#### Task goal:
Omit the images, then output each of the records below exactly.

Pointing records:
* * *

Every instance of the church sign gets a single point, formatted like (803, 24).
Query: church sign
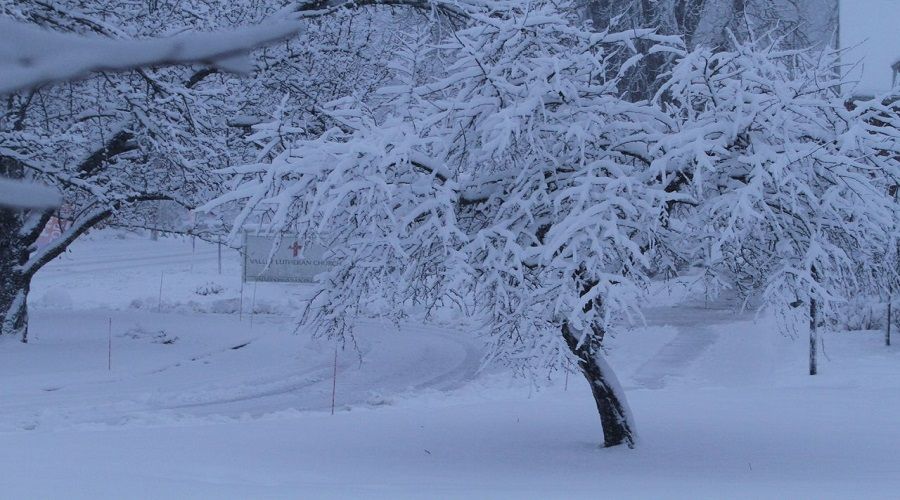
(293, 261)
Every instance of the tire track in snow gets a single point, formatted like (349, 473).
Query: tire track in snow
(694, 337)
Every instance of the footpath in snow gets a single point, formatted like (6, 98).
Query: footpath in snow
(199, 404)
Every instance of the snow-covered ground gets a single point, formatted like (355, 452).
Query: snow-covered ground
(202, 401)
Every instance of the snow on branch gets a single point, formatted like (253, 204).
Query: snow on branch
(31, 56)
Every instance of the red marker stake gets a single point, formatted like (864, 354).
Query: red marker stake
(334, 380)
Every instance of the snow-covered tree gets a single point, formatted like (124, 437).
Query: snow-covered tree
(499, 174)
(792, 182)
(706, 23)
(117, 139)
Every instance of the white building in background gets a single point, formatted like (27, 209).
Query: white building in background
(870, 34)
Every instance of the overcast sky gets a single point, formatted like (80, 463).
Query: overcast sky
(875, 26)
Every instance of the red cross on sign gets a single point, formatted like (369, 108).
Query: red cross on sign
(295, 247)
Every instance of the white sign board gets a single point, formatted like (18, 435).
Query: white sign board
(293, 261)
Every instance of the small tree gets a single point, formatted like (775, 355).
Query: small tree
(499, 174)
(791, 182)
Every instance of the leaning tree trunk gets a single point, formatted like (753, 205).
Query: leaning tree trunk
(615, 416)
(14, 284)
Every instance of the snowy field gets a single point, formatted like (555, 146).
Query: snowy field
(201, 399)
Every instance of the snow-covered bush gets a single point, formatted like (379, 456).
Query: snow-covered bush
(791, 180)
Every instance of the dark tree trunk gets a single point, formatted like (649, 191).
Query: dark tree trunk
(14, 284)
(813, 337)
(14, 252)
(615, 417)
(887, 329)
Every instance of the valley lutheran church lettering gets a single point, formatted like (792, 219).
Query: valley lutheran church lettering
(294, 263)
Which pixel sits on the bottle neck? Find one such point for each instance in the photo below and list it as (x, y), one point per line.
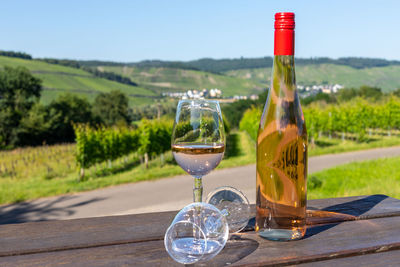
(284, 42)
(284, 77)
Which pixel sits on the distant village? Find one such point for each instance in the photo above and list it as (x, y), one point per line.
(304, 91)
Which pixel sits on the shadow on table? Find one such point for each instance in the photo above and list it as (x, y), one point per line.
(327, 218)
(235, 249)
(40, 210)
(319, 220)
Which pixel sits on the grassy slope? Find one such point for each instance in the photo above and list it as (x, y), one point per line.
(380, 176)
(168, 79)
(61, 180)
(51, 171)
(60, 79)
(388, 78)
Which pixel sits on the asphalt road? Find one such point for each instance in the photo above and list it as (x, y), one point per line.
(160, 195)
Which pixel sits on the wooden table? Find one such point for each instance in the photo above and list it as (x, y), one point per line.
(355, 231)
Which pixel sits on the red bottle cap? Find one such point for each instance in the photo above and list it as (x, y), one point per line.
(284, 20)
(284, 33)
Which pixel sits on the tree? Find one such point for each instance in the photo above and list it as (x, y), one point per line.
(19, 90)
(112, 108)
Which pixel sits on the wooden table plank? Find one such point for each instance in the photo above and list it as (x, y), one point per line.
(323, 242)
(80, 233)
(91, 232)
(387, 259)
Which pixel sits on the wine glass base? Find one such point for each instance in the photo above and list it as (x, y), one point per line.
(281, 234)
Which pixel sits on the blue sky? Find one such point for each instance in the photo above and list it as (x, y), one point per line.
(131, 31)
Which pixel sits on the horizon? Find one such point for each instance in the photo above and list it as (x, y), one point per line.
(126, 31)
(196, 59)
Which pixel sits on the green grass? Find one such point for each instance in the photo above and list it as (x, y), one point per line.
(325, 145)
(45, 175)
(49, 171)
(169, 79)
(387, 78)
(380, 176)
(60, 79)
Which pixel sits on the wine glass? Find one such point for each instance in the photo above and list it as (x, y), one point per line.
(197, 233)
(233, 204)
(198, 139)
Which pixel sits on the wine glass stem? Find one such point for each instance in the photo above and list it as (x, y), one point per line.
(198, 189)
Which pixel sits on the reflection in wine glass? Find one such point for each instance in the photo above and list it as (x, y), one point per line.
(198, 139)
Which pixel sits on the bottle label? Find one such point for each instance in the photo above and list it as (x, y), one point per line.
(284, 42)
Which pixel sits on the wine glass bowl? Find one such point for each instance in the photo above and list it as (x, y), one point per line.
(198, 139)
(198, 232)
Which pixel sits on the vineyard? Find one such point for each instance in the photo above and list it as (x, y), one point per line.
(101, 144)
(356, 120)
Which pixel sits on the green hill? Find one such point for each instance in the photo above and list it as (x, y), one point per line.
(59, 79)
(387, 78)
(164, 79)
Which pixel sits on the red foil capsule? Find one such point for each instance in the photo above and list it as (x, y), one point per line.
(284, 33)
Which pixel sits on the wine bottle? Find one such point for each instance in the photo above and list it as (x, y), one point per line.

* * *

#### Answer to the exercise:
Every instance of the church sign gets a single point, formatted like (803, 24).
Query: church sign
(293, 261)
Every instance of the tire track in snow gets a single point, formatted like (349, 473).
Query: tire track in snow
(694, 337)
Every instance of the footpath in snow gets a single point, formatted like (6, 98).
Query: footpath in snow
(199, 404)
Every instance of the snow-covered ground gets a single point, formatted like (355, 452).
Query: snow-covered ground
(202, 401)
Every instance of the snow on branch gets a single point, formatted like (253, 204).
Query: snow on branch
(31, 56)
Every instance of the red marker stake gets a single point, formatted like (864, 354).
Query: red marker stake
(334, 380)
Every instance of the snow-covered tree gets a single point, formatted like (124, 437).
Query: snow-covered tree
(499, 174)
(792, 182)
(706, 23)
(117, 139)
Every instance of the white building in background gets a single point, formatted like (27, 209).
Query: white building in background
(870, 34)
Every instance of the overcast sky gets a single point, formatted like (80, 463).
Query: overcast sky
(875, 26)
Every instance of the red cross on sign gets a single point, formatted like (369, 108).
Query: red cross on sign
(295, 247)
Every instance of the white sign board gets a single point, formatted like (18, 435).
Query: white sign board
(293, 261)
Every instance of the small tree gets a single point, formatted like (775, 355).
Query: small tree
(499, 174)
(791, 182)
Every instance of the leaning tree trunk gets a single point, formatted like (753, 205).
Query: leaning tree trunk
(615, 416)
(14, 284)
Every instance of the snowy field gets a single point, formatted like (555, 146).
Query: snowy field
(201, 399)
Every instance of the snow-covered bush gets a single point, formatted like (379, 456).
Query: snow-covered bush
(791, 180)
Every instance of the dark tree trunk gets a single point, formatted like (649, 191).
Query: dark tree trunk
(14, 284)
(813, 337)
(14, 252)
(615, 417)
(887, 329)
Every instance of the valley lutheran church lettering gets a single point, formatted like (792, 219).
Query: valley lutheran church lettering
(294, 263)
Which pixel sits on the bottle neck? Find one such point for each instance in the photo below and list it as (x, y), one point per line.
(284, 42)
(284, 77)
Which pixel sits on the distant village? Find one such point for each instance in the photo above and list it as (x, y), one point per line.
(304, 91)
Which pixel sits on the shadow on table? Find one such point for each instance in the photo above and list it as (x, y), one point per line.
(327, 218)
(235, 249)
(40, 210)
(319, 220)
Which pixel sits on the grassy slope? Find one such point for each instance in the photo above and list it as (x, y), one point per line.
(380, 176)
(168, 79)
(61, 180)
(51, 171)
(60, 79)
(388, 78)
Which pixel sits on the asphalt road? Find one such point for each instance in the photo above and list it as (x, y), one point per line.
(160, 195)
Which pixel sits on the wooden table? Find one such point for each instance in the photo above and list it as (x, y), one point per line.
(355, 231)
Which pixel sits on the red bottle cap? Find one such point for each instance in the photo above and list it as (x, y), one point per line.
(284, 20)
(284, 33)
Which pixel sits on the tree? Find one such point for each instance in the photo above and list it as (x, y), one point per line.
(19, 90)
(112, 108)
Which pixel sits on the wooden table plank? Find one such point for each instance in the photo above and list it as (x, y), one point per line.
(323, 242)
(80, 233)
(91, 232)
(387, 259)
Which pixel sits on the wine glass base? Find one such point for each instance in the photo above and list it as (x, y), one point per line.
(281, 234)
Which pixel sits on the blue sky? Find one such point for each instance in the photo above and list it as (x, y), one point per line.
(131, 31)
Which pixel sits on the horizon? Find one such point for each instance in the photo above and list it as (x, y), one point per line.
(126, 31)
(196, 59)
Which pixel sits on the green grass? Find one such point for each instance in the photo above and list it as (x, y), one point per line.
(325, 145)
(45, 175)
(49, 171)
(169, 79)
(387, 78)
(380, 176)
(60, 79)
Which pixel sits on the wine glass? Find one such point for each instance in the photo above and list it as (x, y), one point per line.
(197, 233)
(233, 204)
(198, 139)
Which pixel sits on the wine glass stem? Find one such point for each instance in the photo above and list it as (x, y), one point per line.
(198, 189)
Which pixel sits on the reflection in wine glass? Find one such point for each instance in the photo above and list it as (x, y), one point per line.
(198, 139)
Which pixel sits on the bottle label? Find one such point for each instance in the photo above and list it as (x, y), one point per line.
(284, 42)
Which pixel sits on the wine glass bowl? Find one such point for each instance in the photo above and list it as (x, y), one point per line.
(198, 139)
(198, 232)
Which pixel sits on the vineyard? Find one such point for each instance in the photo above and list it as (x, y), one point per line.
(101, 144)
(356, 120)
Which pixel sits on the green hill? Find one such point for each instance in the photo above and list it as (x, y), one point per line.
(59, 79)
(387, 78)
(164, 79)
Which pixel sits on the red foil capsule? Find one such point for each instance in the photo above and list it as (x, y), one point per line.
(284, 33)
Which pixel sits on the wine bottle? Find one such point for each instance in the photo above and list it as (x, y), one point per line.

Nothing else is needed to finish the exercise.